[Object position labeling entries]

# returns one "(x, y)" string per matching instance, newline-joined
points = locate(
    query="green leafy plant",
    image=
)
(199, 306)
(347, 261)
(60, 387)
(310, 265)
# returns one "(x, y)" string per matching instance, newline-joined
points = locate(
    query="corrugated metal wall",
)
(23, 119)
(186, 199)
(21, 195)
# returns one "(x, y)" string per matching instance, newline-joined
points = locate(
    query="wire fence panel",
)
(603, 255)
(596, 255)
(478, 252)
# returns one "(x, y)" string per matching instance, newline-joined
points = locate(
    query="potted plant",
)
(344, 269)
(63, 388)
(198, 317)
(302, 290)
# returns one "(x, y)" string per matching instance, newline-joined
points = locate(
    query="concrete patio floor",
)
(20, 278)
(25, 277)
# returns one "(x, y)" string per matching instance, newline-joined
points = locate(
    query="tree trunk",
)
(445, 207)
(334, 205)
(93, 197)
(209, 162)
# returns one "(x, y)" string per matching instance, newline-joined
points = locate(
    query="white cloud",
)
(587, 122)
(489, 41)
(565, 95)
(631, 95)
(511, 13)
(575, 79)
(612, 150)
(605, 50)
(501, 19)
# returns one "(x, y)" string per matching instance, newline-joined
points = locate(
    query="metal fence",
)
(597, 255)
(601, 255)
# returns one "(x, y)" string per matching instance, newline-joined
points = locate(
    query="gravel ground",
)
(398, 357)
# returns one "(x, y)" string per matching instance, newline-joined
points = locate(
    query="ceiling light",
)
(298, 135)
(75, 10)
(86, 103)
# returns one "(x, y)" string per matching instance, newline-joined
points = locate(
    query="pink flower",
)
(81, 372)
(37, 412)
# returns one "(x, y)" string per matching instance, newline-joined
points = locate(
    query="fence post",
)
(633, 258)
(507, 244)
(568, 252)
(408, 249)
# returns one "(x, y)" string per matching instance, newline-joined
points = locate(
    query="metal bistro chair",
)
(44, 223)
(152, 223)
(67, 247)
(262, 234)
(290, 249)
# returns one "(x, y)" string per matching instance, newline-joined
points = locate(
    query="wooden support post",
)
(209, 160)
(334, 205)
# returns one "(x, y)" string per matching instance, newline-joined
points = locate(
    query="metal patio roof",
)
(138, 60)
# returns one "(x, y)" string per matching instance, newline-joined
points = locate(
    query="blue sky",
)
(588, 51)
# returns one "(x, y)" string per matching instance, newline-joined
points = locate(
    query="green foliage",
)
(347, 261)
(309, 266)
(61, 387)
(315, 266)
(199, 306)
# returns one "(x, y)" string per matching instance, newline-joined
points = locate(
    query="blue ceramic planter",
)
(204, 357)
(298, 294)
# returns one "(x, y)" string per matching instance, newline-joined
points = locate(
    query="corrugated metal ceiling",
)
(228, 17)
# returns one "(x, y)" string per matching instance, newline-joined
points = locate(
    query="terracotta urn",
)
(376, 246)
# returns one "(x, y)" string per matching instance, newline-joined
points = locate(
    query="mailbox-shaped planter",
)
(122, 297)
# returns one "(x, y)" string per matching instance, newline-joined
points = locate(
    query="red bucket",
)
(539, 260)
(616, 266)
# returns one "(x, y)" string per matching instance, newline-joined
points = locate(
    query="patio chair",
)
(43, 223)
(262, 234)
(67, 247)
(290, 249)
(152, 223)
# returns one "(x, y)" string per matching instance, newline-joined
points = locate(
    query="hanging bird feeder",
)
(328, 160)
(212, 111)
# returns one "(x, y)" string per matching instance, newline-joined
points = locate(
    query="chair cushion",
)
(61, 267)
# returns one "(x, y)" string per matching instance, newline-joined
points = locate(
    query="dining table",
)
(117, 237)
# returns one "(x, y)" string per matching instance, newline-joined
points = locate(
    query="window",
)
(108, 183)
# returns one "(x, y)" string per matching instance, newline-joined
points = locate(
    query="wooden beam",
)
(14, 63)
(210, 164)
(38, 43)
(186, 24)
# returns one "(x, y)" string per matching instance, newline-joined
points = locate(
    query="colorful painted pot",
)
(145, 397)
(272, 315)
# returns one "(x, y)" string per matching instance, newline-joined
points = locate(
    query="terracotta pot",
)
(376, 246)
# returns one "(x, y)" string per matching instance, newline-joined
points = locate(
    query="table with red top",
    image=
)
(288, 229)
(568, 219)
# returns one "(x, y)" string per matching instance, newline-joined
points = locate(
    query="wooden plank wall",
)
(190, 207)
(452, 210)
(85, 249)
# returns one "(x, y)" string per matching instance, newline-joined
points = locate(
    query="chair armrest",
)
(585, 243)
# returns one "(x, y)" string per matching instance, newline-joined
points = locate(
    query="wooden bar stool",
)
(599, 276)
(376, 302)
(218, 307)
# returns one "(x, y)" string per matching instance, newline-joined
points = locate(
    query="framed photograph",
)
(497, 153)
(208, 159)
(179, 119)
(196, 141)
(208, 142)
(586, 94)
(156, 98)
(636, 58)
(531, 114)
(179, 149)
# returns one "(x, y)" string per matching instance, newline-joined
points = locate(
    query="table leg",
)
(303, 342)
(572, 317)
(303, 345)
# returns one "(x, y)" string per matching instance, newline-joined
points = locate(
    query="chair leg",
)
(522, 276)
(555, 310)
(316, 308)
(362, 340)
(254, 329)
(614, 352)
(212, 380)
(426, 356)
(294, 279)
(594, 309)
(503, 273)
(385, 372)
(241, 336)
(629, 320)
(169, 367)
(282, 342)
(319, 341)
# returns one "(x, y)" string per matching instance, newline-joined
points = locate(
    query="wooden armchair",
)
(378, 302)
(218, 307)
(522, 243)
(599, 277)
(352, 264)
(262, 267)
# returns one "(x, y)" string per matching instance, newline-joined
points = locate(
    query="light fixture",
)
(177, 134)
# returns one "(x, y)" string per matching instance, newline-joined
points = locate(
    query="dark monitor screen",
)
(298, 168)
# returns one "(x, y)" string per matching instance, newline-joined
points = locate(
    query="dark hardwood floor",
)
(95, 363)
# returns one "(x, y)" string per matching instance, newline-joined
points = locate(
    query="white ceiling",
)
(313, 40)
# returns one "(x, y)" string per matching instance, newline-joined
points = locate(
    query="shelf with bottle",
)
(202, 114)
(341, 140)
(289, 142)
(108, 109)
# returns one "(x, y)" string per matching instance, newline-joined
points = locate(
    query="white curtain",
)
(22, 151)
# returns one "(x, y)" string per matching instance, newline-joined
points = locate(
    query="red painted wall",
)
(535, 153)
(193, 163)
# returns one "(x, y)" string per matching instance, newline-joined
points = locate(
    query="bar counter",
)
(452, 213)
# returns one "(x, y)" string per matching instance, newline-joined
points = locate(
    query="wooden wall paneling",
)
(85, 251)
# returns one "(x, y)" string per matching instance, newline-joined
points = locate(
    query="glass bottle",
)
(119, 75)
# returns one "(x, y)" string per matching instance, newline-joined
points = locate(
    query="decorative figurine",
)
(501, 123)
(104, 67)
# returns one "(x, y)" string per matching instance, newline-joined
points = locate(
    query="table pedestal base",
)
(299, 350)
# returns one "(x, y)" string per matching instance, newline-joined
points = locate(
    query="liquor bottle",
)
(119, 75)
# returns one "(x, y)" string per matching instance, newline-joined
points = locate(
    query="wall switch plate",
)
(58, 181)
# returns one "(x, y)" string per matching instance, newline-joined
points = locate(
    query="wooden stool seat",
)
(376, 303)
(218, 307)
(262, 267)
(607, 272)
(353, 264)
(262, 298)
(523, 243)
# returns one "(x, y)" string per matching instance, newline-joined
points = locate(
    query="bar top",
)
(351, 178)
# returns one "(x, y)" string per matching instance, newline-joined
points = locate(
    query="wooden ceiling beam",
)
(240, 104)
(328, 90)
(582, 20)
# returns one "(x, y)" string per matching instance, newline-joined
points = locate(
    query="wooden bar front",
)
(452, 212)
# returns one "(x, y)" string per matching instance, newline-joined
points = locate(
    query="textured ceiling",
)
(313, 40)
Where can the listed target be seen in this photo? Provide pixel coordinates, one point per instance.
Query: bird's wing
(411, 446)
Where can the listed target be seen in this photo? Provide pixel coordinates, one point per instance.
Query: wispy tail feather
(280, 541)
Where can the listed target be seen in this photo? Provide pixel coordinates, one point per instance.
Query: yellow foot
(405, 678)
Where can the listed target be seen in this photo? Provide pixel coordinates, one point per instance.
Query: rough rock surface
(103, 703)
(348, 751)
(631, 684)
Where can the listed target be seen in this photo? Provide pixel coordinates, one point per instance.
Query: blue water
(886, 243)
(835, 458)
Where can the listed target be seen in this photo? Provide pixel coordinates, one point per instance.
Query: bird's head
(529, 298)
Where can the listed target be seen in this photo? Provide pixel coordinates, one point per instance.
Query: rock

### JOB
Display each line of the material above that includes the string "with".

### WRITTEN RESPONSE
    query="table with red top",
    query="shelf with bottle",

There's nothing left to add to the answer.